*What you have to do*
Reading the listing below, restate each entry exactly as written.

───── Task input ─────

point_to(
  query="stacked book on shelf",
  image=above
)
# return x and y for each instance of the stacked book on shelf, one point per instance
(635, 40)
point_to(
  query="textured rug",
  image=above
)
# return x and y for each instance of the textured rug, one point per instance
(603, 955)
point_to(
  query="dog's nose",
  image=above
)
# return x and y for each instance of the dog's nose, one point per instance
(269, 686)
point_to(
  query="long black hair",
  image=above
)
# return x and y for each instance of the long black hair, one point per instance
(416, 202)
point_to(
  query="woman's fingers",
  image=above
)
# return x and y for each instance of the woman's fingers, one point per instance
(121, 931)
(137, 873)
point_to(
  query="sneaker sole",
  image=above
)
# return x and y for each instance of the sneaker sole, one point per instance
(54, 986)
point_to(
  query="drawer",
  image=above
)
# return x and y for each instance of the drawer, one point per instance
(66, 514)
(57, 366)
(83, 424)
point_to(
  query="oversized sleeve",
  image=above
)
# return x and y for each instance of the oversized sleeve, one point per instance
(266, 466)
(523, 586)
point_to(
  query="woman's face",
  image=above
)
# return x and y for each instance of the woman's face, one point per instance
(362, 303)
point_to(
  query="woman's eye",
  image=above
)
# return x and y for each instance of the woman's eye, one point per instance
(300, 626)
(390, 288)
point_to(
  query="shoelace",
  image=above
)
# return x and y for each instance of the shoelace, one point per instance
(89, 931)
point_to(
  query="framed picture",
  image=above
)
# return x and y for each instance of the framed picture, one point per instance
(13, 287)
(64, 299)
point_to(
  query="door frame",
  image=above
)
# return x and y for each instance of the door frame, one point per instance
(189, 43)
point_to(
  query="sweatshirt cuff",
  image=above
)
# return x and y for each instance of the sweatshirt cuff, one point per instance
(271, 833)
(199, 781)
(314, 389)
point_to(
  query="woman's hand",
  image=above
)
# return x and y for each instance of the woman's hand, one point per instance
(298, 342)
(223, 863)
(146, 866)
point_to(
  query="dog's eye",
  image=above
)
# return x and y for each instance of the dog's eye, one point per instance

─────

*Answer for this exercise*
point_to(
  query="stacked book on shelf",
  image=above
)
# return x and y for each instance of the stacked book on shelf, one point per instance
(635, 40)
point_to(
  query="textured rug",
  image=above
)
# return x and y for each instance of the textured rug, one point per instance
(603, 955)
point_to(
  query="dog's nose",
  image=above
)
# return x and y for each instance of the dog's nose, one point per instance
(269, 686)
point_to(
  query="long black hair",
  image=above
)
# return x and y for each instance of the long black hair, one point per instance
(416, 202)
point_to(
  query="woman's fingers",
  image=above
)
# return x and y for each instance of the woman's fingers, one point per instance
(121, 931)
(137, 873)
point_to(
  query="sneaker sole",
  image=above
)
# return x and y for each instance of the sneaker sole, one point per instance
(54, 986)
point_to(
  query="drawer",
  image=above
)
# return x and y for each instance of the drawer, one point per instance
(66, 514)
(57, 366)
(83, 424)
point_to(
  query="oversized sleeve",
  image=above
)
# return x and y for each instance of the oversized sleeve, one point per instance
(266, 466)
(523, 586)
point_to(
  query="woman's face",
  image=above
)
# return x and y for each instance of the woman's face, one point per instance
(362, 303)
point_to(
  query="woman's eye",
  image=above
)
# return x and y for each instance of the woman's eye, one point per instance
(300, 626)
(390, 288)
point_to(
  query="shoelace",
  image=above
)
# return x and y for each instance of the shoelace, one point per instance
(89, 931)
point_to(
  query="framed picture",
  image=above
)
# return x and y for each instance of the framed picture, one point per instance
(13, 287)
(64, 299)
point_to(
  query="door frame",
  image=above
)
# return x and y for each instance of the door frame, one point per instance
(189, 43)
point_to(
  query="sweatshirt cuff",
  image=above
)
# return x and y for each instance of the sweatshirt cuff, one point per instance
(271, 833)
(199, 781)
(314, 389)
point_to(
  query="woman's hand",
  image=above
)
# return x and y for each instance of the woman's hand, one point per instance
(298, 342)
(223, 863)
(146, 866)
point_to(
  query="dog's eye",
  image=above
)
# return x and y for each instance of the dog's eye, one point per instance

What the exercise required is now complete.